"""

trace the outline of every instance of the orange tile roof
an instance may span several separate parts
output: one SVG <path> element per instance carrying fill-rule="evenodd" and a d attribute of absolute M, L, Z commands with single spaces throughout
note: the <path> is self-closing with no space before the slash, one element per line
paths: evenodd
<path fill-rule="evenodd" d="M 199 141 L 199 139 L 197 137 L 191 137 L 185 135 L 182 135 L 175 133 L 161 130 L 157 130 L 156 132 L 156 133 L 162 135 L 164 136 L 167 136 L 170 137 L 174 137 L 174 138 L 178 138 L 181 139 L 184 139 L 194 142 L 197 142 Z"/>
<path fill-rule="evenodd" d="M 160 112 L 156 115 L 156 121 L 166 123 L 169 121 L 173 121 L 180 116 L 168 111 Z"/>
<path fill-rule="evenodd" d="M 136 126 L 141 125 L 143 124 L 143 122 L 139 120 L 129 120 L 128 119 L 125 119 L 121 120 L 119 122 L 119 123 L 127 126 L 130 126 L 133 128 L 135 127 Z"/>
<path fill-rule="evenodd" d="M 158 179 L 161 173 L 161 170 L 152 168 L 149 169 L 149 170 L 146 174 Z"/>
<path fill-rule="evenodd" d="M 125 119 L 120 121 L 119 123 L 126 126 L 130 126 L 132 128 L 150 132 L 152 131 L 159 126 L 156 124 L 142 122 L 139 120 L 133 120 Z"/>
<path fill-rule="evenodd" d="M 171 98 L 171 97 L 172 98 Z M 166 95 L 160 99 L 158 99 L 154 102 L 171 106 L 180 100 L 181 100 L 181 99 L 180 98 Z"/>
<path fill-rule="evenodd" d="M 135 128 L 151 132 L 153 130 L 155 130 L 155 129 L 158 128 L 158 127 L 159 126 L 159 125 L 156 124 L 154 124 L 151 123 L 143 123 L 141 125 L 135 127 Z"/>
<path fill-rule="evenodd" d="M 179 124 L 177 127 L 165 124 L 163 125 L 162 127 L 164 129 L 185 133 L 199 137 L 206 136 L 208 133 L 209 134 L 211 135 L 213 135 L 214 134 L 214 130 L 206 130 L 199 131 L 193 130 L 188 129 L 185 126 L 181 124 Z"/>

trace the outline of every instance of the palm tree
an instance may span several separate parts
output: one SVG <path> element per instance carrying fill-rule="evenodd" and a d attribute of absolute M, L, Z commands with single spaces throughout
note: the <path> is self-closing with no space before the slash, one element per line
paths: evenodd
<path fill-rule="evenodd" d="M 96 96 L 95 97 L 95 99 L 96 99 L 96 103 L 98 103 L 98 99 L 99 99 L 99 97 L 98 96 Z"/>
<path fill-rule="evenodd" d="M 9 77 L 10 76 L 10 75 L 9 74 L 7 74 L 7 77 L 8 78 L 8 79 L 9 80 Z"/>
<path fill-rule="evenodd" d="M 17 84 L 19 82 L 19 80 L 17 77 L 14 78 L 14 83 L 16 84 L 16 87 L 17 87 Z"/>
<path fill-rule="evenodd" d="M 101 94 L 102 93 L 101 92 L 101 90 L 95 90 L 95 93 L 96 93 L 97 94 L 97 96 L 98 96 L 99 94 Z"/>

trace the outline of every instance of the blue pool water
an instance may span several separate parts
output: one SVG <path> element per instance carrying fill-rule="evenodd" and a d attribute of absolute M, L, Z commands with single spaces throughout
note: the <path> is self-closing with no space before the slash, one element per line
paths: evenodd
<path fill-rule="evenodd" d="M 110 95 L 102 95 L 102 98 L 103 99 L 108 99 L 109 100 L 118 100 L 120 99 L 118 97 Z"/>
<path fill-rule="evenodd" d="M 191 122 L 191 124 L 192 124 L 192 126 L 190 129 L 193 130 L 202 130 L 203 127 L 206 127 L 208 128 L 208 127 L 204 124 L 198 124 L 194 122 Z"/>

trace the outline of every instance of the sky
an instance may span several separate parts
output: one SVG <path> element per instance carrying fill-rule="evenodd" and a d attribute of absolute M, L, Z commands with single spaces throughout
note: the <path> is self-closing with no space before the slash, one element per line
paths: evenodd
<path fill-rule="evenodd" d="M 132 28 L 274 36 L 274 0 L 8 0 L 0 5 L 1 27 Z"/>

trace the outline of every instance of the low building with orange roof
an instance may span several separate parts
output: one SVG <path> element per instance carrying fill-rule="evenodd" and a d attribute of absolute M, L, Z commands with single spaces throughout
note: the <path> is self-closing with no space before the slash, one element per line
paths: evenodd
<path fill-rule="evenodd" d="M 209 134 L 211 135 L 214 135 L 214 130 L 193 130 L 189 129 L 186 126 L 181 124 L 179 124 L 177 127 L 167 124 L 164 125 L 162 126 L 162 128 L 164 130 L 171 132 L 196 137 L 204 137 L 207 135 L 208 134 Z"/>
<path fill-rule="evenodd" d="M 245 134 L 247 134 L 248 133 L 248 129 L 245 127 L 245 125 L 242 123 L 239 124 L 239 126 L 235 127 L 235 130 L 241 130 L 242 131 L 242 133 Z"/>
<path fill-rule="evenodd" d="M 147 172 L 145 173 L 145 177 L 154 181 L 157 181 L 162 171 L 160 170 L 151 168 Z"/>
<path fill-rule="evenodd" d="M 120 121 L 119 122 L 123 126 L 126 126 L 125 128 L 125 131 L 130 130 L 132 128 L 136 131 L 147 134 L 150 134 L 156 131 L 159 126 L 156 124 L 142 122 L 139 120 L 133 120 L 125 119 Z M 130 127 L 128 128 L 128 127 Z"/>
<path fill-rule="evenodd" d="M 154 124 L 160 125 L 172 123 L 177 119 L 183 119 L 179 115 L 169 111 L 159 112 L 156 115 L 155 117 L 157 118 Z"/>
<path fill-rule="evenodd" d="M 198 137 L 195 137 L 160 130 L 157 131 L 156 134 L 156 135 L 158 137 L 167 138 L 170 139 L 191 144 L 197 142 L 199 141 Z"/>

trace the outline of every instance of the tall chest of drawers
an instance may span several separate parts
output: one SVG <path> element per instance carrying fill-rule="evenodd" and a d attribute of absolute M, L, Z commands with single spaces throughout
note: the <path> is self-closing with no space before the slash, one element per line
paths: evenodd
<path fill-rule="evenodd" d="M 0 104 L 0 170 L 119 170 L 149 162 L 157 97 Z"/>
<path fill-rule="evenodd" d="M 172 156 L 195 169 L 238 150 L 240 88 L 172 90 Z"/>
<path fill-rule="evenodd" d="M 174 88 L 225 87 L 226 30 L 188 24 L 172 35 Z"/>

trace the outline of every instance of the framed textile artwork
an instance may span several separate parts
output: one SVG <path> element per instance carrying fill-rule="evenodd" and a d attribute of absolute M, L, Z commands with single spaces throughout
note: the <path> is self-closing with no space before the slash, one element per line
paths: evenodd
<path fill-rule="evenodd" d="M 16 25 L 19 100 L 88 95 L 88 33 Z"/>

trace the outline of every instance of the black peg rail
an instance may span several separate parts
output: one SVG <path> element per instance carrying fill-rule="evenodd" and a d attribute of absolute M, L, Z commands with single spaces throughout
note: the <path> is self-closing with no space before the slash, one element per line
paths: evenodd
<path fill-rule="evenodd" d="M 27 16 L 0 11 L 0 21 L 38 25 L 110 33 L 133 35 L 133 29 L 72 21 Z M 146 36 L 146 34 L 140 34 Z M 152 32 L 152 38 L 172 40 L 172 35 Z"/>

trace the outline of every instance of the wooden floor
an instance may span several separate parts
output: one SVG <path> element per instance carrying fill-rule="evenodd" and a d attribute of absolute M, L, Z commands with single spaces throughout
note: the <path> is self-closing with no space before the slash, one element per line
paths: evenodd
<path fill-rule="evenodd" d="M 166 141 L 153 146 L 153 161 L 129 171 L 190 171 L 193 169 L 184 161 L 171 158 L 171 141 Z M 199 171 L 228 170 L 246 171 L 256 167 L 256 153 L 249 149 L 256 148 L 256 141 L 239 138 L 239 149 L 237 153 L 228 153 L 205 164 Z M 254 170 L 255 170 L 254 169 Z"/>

"""

● Work to do: Render the items above, from the line containing "trace the outline of every instance of the framed" through the end of the items, inclusive, as a Markdown table with the columns Row and Line, omitting blank lines.

● Final answer:
| Row | Line |
|---|---|
| 1 | trace the outline of every instance of the framed textile artwork |
| 2 | an instance may span several separate parts |
| 3 | output: one SVG <path> element per instance carrying fill-rule="evenodd" and a d attribute of absolute M, L, Z commands with single spaces throughout |
| 4 | note: the <path> is self-closing with no space before the slash, one element per line |
| 5 | paths: evenodd |
| 6 | <path fill-rule="evenodd" d="M 16 25 L 19 100 L 88 95 L 88 33 Z"/> |
| 7 | trace the outline of every instance of the black peg rail |
| 8 | an instance may span several separate parts |
| 9 | output: one SVG <path> element per instance carrying fill-rule="evenodd" and a d attribute of absolute M, L, Z commands with single spaces throughout |
| 10 | note: the <path> is self-closing with no space before the slash, one element per line |
| 11 | paths: evenodd |
| 12 | <path fill-rule="evenodd" d="M 27 16 L 0 11 L 0 21 L 38 25 L 110 33 L 133 35 L 133 29 L 72 21 Z M 146 36 L 146 34 L 140 34 Z M 152 32 L 152 38 L 172 40 L 172 35 Z"/> |
| 13 | trace the outline of every instance of the wooden floor |
| 14 | an instance may span several separate parts |
| 15 | output: one SVG <path> element per instance carrying fill-rule="evenodd" and a d attribute of absolute M, L, Z commands with single spaces throughout |
| 16 | note: the <path> is self-closing with no space before the slash, one element per line |
| 17 | paths: evenodd |
| 18 | <path fill-rule="evenodd" d="M 166 141 L 153 146 L 153 161 L 129 171 L 190 171 L 193 169 L 184 161 L 171 158 L 171 141 Z M 199 171 L 228 170 L 246 171 L 256 167 L 256 153 L 249 149 L 256 148 L 256 141 L 239 138 L 239 149 L 237 153 L 228 153 L 205 164 Z M 254 170 L 255 170 L 254 169 Z"/> |